_REQUIRED TASK_. Write out the whole listing exactly as it stands.

##### INFORMATION SUPPLIED #####

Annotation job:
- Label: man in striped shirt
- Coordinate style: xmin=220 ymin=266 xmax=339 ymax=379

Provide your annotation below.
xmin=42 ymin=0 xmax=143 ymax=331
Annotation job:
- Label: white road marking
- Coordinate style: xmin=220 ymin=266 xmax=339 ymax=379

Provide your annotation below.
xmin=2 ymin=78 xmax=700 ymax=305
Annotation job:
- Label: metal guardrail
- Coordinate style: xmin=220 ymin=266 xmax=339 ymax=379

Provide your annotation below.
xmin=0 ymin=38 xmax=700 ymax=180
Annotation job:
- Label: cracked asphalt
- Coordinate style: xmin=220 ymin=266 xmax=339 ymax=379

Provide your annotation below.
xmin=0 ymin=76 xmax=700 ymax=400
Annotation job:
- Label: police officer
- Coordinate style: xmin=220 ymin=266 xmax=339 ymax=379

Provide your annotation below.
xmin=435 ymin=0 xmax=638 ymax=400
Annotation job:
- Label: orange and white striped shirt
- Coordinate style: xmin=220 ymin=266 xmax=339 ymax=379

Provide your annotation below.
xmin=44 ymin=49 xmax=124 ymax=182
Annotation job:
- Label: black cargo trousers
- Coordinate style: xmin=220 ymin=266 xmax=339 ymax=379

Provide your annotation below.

#####

_EXERCISE RESPONSE_.
Annotation job:
- Label: man in striped shirt
- Coordinate style: xmin=220 ymin=266 xmax=339 ymax=379

Provide your annotation below.
xmin=42 ymin=0 xmax=143 ymax=331
Annotation job:
- Label: white road marking
- Coordinate style: xmin=220 ymin=266 xmax=339 ymax=379

Provide your annotation below.
xmin=2 ymin=78 xmax=700 ymax=305
Annotation job:
- Label: metal guardrail
- Coordinate style: xmin=220 ymin=266 xmax=339 ymax=379

Provide your annotation below.
xmin=0 ymin=38 xmax=700 ymax=180
Annotation job:
- Label: cracked asphalt
- Coordinate style: xmin=220 ymin=266 xmax=339 ymax=379

Provide your annotation below.
xmin=0 ymin=76 xmax=700 ymax=400
Annotation job:
- Label: police officer
- Coordinate style: xmin=220 ymin=266 xmax=339 ymax=379

Provide your annotation below.
xmin=435 ymin=0 xmax=638 ymax=400
Annotation job:
- Label: orange and white striped shirt
- Coordinate style: xmin=220 ymin=266 xmax=339 ymax=379

Provide your annotation below.
xmin=44 ymin=49 xmax=124 ymax=182
Annotation job:
- Label: black cargo trousers
- Coordinate style: xmin=220 ymin=266 xmax=339 ymax=379

Provide your annotation below.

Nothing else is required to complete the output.